[Recorded data]
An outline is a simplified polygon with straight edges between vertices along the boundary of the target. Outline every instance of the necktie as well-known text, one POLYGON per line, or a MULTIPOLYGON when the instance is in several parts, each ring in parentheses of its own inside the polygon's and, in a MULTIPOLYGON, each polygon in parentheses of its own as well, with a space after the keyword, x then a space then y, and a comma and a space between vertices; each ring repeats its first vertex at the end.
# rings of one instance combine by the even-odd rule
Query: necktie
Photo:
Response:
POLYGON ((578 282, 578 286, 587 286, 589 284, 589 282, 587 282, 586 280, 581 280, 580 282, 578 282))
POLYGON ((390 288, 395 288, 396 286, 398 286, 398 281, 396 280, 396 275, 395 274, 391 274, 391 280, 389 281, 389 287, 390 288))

▶ [Assignment] Transcribe the records above exactly.

▶ [Exercise answer]
An outline is a simplified polygon with straight edges between vertices along the boundary of the target. Outline every instance of the necktie as well-known text, one POLYGON per line, or a MULTIPOLYGON when the instance is in several parts, each ring in parentheses of its own inside the polygon's and, in a MULTIPOLYGON, each polygon in parentheses of its own as well, with a space after the keyword, x then a space then y, and a comma and a space between vertices; each ring repeats its first vertex at the end.
# rings of one instance combine by the even-odd rule
Query: necktie
Photo:
Response:
POLYGON ((578 282, 578 286, 587 286, 589 284, 589 282, 587 282, 586 280, 581 280, 580 282, 578 282))
POLYGON ((390 288, 395 288, 396 286, 398 286, 398 281, 396 280, 396 275, 395 274, 391 274, 391 280, 389 281, 389 287, 390 288))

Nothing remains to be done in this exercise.